▶ [WRITTEN REQUEST A]
Answer these questions about the essay on equality and fairness:
(i) What does it give as the key necessary conditions of equality?
(ii) Which three instances of inequality does it call the most serious?
(iii) Which philosopher does it name as writing extensively on fairness?
------------------------------------
Equality vs fairness

Equality is certainly a topic that has been at the fore front of philosophy. We are mostly familiar with the concept of equality through the political idea that we are all equal, we are born equal and, even more important, we are all equal in front of the law.

The key necessary conditions of equality are not to discriminate and applying the same rules and criteria in matters of judgement equally to everyone. In practice such an ideal is never achieved: discrimination is rife in all societies and lack of money excludes many people from being treated equally. The most serious instances of this inequality are access to legal justice, access to education and access to health care. Although there are other services that a person needs to have a fulfilling life.

The English word, fairness (fair), has a very wide use in everyday language and no doubt native speakers of English know how to use the word correctly.  However, unlike equality, fairness does not have a political or legal standing as equality does. This does not mean that law courts or politicians do not use this term in their language. Indeed fairness does have a role to play in both disciplines only that fairness is not a high frequency term or word.

Fairness is well documented in philosophy for example by John Rawls writes extensively on the subject but I will not be discussing the literature here. What I am interested for now is the use of the word fairness in everyday life.
------------------------------------
▶ [WRITTEN REQUEST B] Update the listing below by replacing "pm logo" with "company logo" wherever it occurs, keeping everything else the same.

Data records
------------------------------------
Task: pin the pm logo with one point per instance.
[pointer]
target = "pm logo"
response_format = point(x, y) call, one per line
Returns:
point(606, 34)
------------------------------------
▶ [COMPLETE OUTPUT A]
(i) Not discriminating, and applying the same rules and criteria in matters of judgement equally to everyone.
(ii) Access to legal justice, access to education and access to health care.
(iii) John Rawls.

▶ [COMPLETE OUTPUT B]
Task: pin the company logo with one point per instance.
[pointer]
target = "company logo"
response_format = point(x, y) call, one per line
Returns:
point(606, 34)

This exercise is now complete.